## WRITTEN REQUEST
Rewrite all of the material below, replacing each "instance" with "occurrence" and leaving everything else unchanged.
┄┄┄┄┄┄┄┄┄┄
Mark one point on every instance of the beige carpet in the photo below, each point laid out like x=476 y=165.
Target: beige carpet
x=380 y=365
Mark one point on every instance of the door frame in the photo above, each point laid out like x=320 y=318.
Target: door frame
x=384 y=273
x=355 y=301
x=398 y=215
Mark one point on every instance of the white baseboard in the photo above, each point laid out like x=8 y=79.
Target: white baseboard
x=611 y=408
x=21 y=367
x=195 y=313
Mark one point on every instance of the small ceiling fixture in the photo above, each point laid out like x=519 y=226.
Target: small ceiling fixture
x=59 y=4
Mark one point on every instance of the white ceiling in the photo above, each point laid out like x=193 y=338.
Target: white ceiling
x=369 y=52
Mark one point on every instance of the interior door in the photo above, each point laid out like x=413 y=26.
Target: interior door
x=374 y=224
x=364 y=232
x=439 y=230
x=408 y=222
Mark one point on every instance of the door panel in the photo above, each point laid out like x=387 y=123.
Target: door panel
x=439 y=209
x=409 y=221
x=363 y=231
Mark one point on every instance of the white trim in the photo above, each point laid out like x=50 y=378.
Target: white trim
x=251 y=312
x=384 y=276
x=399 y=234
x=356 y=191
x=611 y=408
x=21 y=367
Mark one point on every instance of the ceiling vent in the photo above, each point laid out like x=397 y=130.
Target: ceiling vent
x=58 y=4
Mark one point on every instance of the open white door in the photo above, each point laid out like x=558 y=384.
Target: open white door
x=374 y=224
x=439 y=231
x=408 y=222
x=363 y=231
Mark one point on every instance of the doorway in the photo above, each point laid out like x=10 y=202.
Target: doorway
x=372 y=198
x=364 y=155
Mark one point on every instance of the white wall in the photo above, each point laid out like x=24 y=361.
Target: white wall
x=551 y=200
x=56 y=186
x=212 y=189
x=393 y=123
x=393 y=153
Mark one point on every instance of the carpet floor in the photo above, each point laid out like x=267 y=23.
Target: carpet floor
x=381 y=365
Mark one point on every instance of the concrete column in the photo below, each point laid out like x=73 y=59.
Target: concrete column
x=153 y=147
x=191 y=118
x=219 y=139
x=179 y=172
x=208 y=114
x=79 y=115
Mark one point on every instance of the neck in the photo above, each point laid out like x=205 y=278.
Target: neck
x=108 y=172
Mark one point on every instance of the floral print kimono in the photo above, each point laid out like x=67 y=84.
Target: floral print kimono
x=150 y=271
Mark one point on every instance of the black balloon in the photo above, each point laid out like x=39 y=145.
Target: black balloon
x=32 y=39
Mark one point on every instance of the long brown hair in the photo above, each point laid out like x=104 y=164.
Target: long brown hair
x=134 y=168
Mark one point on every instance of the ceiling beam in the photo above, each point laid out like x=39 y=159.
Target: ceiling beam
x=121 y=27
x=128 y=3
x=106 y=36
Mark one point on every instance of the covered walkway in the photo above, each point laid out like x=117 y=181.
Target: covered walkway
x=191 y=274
┄┄┄┄┄┄┄┄┄┄
## TASK SOLUTION
Mark one point on every occurrence of the beige carpet in the photo below, each point laid out like x=476 y=165.
Target: beige carpet
x=380 y=365
Mark one point on every occurrence of the door frame in the photo above, each point laid out like x=320 y=318.
Target: door frame
x=384 y=273
x=355 y=301
x=398 y=215
Mark one point on every occurrence of the white baseboard in the photo above, each point laid out like x=8 y=79.
Target: white baseboard
x=611 y=408
x=21 y=367
x=195 y=313
Mark one point on every occurrence of the small ceiling fixture in the photo above, each point laid out like x=519 y=226.
Target: small ceiling fixture
x=59 y=4
Mark one point on every occurrence of the white ceiling in the photo above, each point laid out like x=193 y=338.
Target: white ceiling
x=369 y=52
Mark one point on every occurrence of the interior door in the photo above, each point laid out like x=413 y=26.
Target: interior door
x=374 y=224
x=364 y=232
x=439 y=230
x=408 y=222
Mark one point on every occurrence of the door panel in the photo above, each point laid out like x=387 y=123.
Target: door panel
x=439 y=209
x=409 y=221
x=363 y=231
Mark one point on every occurrence of the white trim in the photo above, each point laid out like x=50 y=378.
Target: white trim
x=251 y=312
x=384 y=276
x=399 y=234
x=356 y=191
x=611 y=408
x=21 y=367
Mark one point on every occurrence of the ceiling vent in the photo above, each point laid out like x=397 y=130.
Target: ceiling vent
x=58 y=4
Mark one point on every occurrence of the open white door in the photo above, each point laid out like x=558 y=384.
Target: open white door
x=374 y=224
x=439 y=231
x=408 y=222
x=363 y=231
Mark one point on every occurrence of the doorway in the photo above, each point laid out like x=10 y=202.
Target: doorway
x=372 y=198
x=364 y=155
Mark one point on every occurrence of the white wall in the photo above, each point laid out like x=24 y=361.
Target: white wall
x=551 y=200
x=56 y=186
x=212 y=189
x=393 y=123
x=393 y=153
Mark one point on every occurrence of the carpet floor in the photo above, each point laid out like x=267 y=23.
Target: carpet floor
x=381 y=365
Mark one point on every occurrence of the concrete column in the photo below, each point laid out like x=73 y=59.
Target: concrete column
x=153 y=147
x=191 y=118
x=219 y=139
x=179 y=172
x=208 y=114
x=79 y=115
Mark one point on every occurrence of the neck in the photo above, each point laid out like x=205 y=278.
Target: neck
x=108 y=172
Mark one point on every occurrence of the floral print kimono in the photo above, each point laid out like x=67 y=84.
Target: floral print kimono
x=150 y=271
Mark one point on every occurrence of the black balloon in the photo above, each point laid out like x=39 y=145.
Target: black balloon
x=32 y=39
Mark one point on every occurrence of the long brown hair in the photo above, each point laid out like x=104 y=164.
Target: long brown hair
x=134 y=168
Mark one point on every occurrence of the ceiling beam in the photo above, each point laid out like x=39 y=159.
Target: ceiling beam
x=121 y=27
x=128 y=3
x=106 y=36
Mark one point on every occurrence of the covered walkway in the photo above, each point laid out like x=117 y=181.
Target: covered walkway
x=191 y=274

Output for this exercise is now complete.